• _Written exercise_:
Rewrite the items below, replacing every occurrence of "top-left corner" with "upper-left corner" and leaving everything else unchanged. Omit the pictures from your version.

····················

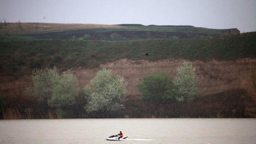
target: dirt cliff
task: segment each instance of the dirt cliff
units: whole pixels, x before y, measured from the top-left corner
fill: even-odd
[[[170,73],[175,76],[177,67],[184,60],[168,59],[151,62],[122,59],[101,64],[99,68],[94,69],[80,68],[71,71],[75,72],[80,80],[80,85],[82,86],[89,83],[97,71],[106,68],[126,80],[128,95],[137,95],[139,92],[136,86],[144,76],[159,72]],[[200,87],[204,90],[201,95],[235,88],[244,89],[252,92],[256,90],[253,78],[256,75],[256,59],[223,61],[212,60],[208,62],[196,60],[192,64],[196,68],[198,77],[201,80]]]

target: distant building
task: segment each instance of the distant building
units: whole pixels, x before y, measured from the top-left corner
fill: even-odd
[[[237,28],[231,28],[227,29],[227,31],[222,32],[223,36],[235,35],[240,33],[240,31]]]

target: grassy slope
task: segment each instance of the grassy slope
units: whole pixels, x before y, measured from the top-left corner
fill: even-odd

····················

• _Reply_:
target: dirt cliff
task: segment each instance of the dirt cliff
units: whole pixels, x before y, measured from the upper-left corner
fill: even-odd
[[[170,73],[175,76],[177,67],[184,60],[168,59],[151,62],[122,59],[101,64],[99,68],[94,69],[80,68],[71,71],[75,72],[80,80],[80,85],[82,86],[89,83],[97,71],[106,68],[126,80],[128,95],[137,95],[139,92],[136,86],[144,76],[159,72]],[[200,87],[204,90],[201,95],[235,88],[244,89],[252,92],[256,90],[253,78],[256,75],[256,59],[223,61],[212,60],[208,62],[196,60],[192,64],[196,68],[198,77],[201,80]]]

target: distant building
task: segment each instance of the distant building
units: whole pixels, x before y, measured from the upper-left corner
fill: even-odd
[[[237,28],[231,28],[227,29],[227,31],[222,32],[223,36],[235,35],[240,33],[240,31]]]

target: grassy slope
task: segment each instance of the grassy slope
units: whole pixels, x before y, measured from the upper-left corner
fill: even-odd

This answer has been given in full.